### Texto presentado
"""
Rómulo Betancourt  fue un hombre de pensamiento y acción.  Así lo testimonian, (1) la obra intelectual que se extiende desde el famoso “Plan de Barranquilla” hasta su libro “Venezuela, política y petróleo”, y (2) la gestión cumplida como Jefe del Poder Ejecutivo Nacional, primero por la vía del movimiento revolucionario del 18 de octubre de 1945 (antes había una democracia restringida, sin elección popular presidencial), y luego como Presidente Constitucional de la República, electo por la vía del sufragio universal, directo y secreto.

El doctor Luis José Oropeza acaba de publicar un libro con el título de “La Doctrina Bertancourt, una alternativa para Venezuela”, donde analiza la propuesta del gran líder para defender y abroquelar, contra las aventuras de la fuerza, la vigencia de la democracia y la libertad en nuestro continente. El preludio de la Doctrina Betancourt fue, como lo señala Oropeza, el ensayo titulado “El caso de Venezuela y el destino de la democracia en América”, que Betancourt publicó en agosto de 1949 en la prestigiosa revista Cuadernos Americanos ( que en México dirigía Jesús Silva Herzog), donde hacía la siguiente reflexión: “Ocurre pensar que un primer paso para la estabilidad democrática del continente consistiría en aislar diplomáticamente, mediante la negativa colectiva de reconocimiento, a los gobiernos surgidos de hechos de fuerza en países donde funcione un régimen nacido de la consulta electoral”. El planteamiento se formaliza cuando en su discurso de toma de posesión del 13 de febrero de 1959 ante el Congreso de la República, el presidente afirma: “Regímenes que no respeten los derechos humanos, que conculquen las libertades de sus ciudadanos y los tiranicen con respaldo de políticas totalitarias, deben ser sometidos a riguroso cordón sanitario y erradicados mediante la acción pacífica colectiva de la comunidad jurídica internacional”. Había nacido la Doctrina Betancourt como instrumento de política exterior.
"""
Registros
"""
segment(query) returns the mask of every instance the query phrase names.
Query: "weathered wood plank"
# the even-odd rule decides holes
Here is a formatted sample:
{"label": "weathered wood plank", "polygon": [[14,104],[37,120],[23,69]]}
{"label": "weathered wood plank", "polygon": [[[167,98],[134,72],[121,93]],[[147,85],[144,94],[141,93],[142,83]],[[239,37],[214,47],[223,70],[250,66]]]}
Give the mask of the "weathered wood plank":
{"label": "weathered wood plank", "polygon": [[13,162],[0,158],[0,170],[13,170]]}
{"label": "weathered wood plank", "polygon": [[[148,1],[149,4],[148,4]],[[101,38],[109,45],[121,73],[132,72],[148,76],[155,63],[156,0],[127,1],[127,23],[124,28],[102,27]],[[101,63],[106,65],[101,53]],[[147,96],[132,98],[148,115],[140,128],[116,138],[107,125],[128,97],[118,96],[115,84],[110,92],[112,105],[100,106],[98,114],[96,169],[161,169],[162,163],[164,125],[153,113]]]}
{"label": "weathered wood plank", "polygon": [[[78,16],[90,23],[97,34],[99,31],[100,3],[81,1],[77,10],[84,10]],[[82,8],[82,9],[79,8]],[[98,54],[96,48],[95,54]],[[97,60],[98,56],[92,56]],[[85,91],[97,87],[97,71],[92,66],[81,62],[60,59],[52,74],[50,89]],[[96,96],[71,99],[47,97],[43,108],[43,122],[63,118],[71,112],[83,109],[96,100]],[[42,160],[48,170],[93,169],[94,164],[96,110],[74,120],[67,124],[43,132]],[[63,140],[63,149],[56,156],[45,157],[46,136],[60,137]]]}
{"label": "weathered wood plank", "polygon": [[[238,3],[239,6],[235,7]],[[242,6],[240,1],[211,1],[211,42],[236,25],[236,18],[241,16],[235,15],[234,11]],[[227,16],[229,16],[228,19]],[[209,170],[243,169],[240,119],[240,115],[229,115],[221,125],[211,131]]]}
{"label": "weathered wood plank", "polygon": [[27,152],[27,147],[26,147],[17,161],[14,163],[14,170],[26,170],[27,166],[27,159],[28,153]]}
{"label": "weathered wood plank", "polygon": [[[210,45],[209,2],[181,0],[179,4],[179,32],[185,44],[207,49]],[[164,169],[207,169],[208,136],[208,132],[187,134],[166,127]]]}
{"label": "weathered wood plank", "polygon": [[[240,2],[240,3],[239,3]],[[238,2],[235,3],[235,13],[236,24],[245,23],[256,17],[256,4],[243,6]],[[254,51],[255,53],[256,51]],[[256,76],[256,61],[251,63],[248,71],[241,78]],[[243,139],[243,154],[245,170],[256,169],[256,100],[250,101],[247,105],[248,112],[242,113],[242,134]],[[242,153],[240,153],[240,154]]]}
"""
### Qué se pide
**1.** ¿En qué revista publicó Betancourt, en agosto de 1949, el ensayo "El caso de Venezuela y el destino de la democracia en América", según el texto sobre Rómulo Betancourt?
**2.** Prosigue el texto sobre Rómulo Betancourt a partir de su última oración.

### Resultados esperados
**1.** En la revista Cuadernos Americanos, que en México dirigía Jesús Silva Herzog.

**2.**
El predominio del “acecho histórico del caudillismo tradicional” en nuestros países (el gobierno contitucional del insigne novelista presidente Rómulo Gallegos había sido derrocado el 24 de noviembre de 1948), dice Oropeza, “debió suscitarle un sentido de urgencia a sus viejas reflexiones sobre cómo hacer viable la permanencia de regímenes democráticos y libres en esta América Latina convulsionada por las recurrentes insurgencias autocráticas”. Estar rodeado de países con gobiernos dictatoriales, decían los críticos de la Doctrina Betancourt, convertía a ésta en inaplicable y nos llevaría al aislamiento diplomático por “los perjuicios  que a Venezuela traería una ruptura colectiva de relaciones con toda suerte de gobiernos ilegítimos  en el continente”.  Oropeza apunta que Betancourt enfrentó sin vacilaciones  tales “reproches”, y logró su aplicación o ejecutoria concreta en dos casos: la expulsión de la OEA de la República Dominicana de Rafael Leónidas Trujillo en 1960 y la de la Cuba de Fidel Castro en 1962.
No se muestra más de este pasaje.